### REQUEST
Retype the passage from the wiki page on SQS message batches below, starting with "The Lambda's Handler" and going on through "multiple records received.".

### SELECTED TEXT
------------------------------
2020-11-28 - Handling Message Batches from SQS Queues

From Izara Wiki
Jump to navigation Jump to search

Communication between services

Overview

inter-service communication we plan to use SNS In and Out queues which will be subscribe to by SQS queues that trigger Lambda functions. Intra-service flows may also utilize SQS queues to trigger same-service Lambda functions.

When a Lambda function is triggered by an SQS queue it can be configured to receive more than one message at a time, if we are confident the processing of the Lambda logic will not exceed resource limits this is more efficient than invoking one Lambda per message, so we will design for this.

Messages arrive to Lambda function in a Records array.

The Lambda's Handler (Hdr) function manages invoking the core logic function for each record, the core logic invocation has no reference to there being multiple records received.

How SQS queue messages are removed or retried

When SQS triggers a Lambda it is considered a syncronous invocation, so the Lambda's retry and DLQ settings are ignored (they only apply for asyncronous invocations)

The SQS queue's retry, visibility timeout (time before a retry message is retried), and DLQ settings are used.
------------------------------
### PROVIDED MATERIAL

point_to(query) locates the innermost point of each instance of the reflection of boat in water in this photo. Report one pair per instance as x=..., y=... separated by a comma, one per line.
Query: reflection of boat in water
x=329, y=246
------------------------------
### RESPONSE
The Lambda's Handler (Hdr) function manages invoking the core logic function for each record, the core logic invocation has no reference to there being multiple records received.